Recorded data
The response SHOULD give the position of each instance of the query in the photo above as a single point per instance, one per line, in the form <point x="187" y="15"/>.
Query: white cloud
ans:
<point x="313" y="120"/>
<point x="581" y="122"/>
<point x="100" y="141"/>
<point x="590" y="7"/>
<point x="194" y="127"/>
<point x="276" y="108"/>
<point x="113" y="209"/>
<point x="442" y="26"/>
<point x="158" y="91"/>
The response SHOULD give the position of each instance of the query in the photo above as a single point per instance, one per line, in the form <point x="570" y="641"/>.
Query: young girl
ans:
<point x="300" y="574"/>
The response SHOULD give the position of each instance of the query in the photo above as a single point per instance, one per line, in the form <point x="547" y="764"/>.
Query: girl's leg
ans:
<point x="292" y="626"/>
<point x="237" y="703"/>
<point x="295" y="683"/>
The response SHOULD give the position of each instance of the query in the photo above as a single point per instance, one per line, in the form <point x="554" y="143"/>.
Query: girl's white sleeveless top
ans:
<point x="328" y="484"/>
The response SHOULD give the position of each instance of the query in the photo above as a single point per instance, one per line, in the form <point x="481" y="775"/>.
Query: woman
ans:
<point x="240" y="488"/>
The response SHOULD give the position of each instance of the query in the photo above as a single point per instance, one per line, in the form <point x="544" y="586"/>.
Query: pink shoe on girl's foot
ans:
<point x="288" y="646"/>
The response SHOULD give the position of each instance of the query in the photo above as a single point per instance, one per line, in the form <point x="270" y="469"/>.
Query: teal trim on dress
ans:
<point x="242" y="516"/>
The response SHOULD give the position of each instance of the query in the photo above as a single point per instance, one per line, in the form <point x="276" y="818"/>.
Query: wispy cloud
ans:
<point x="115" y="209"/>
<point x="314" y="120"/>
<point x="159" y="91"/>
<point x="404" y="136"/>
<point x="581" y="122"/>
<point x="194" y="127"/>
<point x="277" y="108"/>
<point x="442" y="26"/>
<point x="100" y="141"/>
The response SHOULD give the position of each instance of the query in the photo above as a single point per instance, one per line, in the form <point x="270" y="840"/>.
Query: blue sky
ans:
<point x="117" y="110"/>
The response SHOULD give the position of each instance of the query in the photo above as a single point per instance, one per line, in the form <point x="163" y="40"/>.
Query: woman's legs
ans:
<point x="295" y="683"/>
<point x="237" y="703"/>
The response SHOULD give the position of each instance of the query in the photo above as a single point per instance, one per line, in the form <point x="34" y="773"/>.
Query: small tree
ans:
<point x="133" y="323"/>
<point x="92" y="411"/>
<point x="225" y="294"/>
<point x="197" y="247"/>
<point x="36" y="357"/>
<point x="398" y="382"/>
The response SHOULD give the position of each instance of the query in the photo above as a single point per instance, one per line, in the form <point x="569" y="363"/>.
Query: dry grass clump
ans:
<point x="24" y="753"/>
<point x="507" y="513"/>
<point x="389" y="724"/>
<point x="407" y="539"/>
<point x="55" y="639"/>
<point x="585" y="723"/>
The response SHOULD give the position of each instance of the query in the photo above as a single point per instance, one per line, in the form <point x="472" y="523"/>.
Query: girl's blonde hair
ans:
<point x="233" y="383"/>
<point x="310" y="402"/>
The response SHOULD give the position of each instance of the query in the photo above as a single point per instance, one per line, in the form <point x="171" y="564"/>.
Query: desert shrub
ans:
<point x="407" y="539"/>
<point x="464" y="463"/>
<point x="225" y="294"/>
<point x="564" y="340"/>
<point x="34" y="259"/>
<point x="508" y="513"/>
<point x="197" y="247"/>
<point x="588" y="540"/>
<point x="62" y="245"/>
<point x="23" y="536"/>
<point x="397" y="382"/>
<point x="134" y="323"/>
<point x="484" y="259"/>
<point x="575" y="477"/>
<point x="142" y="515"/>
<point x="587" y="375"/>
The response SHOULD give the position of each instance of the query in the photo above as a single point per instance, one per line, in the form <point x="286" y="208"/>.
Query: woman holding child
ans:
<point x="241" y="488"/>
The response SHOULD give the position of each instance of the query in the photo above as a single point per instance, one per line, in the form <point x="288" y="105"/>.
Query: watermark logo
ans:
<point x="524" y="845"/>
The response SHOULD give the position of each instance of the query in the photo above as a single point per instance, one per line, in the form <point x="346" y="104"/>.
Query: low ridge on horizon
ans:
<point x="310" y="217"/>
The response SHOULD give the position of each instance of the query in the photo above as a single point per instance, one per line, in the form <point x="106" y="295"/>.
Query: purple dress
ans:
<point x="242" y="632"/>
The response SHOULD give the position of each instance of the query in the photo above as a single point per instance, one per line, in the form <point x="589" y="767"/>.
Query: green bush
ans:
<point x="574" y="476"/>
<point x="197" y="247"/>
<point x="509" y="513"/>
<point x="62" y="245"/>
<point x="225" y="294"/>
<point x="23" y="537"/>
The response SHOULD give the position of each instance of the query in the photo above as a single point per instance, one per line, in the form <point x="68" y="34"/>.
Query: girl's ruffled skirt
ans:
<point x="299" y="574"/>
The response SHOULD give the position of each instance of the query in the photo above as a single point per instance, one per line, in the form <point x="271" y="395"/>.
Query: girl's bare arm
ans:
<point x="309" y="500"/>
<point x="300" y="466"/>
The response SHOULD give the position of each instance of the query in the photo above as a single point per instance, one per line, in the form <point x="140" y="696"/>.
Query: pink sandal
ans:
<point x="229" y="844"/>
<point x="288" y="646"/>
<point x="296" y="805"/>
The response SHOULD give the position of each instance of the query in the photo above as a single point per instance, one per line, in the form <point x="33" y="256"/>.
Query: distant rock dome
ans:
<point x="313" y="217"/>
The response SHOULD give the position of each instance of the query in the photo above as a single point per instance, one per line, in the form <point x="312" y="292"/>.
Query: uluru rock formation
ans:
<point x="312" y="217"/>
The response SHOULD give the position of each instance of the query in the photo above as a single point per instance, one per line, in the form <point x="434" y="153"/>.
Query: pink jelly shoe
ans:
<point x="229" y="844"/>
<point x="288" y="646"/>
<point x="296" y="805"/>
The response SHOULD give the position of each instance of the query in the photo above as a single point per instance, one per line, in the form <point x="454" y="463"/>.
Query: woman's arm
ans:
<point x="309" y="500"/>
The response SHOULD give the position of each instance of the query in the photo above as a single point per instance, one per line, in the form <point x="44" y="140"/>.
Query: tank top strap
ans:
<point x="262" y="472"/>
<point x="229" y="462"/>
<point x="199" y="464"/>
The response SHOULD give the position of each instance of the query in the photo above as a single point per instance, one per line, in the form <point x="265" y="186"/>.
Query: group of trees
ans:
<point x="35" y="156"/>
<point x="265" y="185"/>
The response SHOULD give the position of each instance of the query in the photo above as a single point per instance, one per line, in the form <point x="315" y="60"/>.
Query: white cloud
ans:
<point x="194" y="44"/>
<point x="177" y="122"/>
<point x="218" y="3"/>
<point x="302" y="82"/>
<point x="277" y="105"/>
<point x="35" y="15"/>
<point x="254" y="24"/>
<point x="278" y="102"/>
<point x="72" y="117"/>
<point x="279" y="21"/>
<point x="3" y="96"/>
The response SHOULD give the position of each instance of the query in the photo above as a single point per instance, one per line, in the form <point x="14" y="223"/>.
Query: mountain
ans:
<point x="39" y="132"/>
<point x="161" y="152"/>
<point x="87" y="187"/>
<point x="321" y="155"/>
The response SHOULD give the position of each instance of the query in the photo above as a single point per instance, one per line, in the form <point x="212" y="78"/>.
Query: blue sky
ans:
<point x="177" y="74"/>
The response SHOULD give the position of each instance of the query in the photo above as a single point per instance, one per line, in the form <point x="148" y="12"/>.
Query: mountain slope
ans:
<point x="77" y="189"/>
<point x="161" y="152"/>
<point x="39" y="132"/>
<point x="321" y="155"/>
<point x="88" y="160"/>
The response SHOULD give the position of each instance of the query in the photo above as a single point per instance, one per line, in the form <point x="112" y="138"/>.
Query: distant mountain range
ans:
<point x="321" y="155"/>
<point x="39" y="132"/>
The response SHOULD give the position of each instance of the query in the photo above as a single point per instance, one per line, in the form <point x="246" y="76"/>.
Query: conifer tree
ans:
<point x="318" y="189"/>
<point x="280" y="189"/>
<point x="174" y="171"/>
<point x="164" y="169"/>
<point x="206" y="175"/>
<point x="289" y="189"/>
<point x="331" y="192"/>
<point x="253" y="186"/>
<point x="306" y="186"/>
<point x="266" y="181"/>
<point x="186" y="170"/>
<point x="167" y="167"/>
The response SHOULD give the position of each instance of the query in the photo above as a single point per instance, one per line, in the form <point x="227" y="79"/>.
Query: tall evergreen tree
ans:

Stated task
Locate each line in the items above that contains the string "shoe" and copy those lines in full. Treat uppercase and lowercase letters as different.

Correct answer
Query: pink shoe on girl's foot
Query: pink jelly shoe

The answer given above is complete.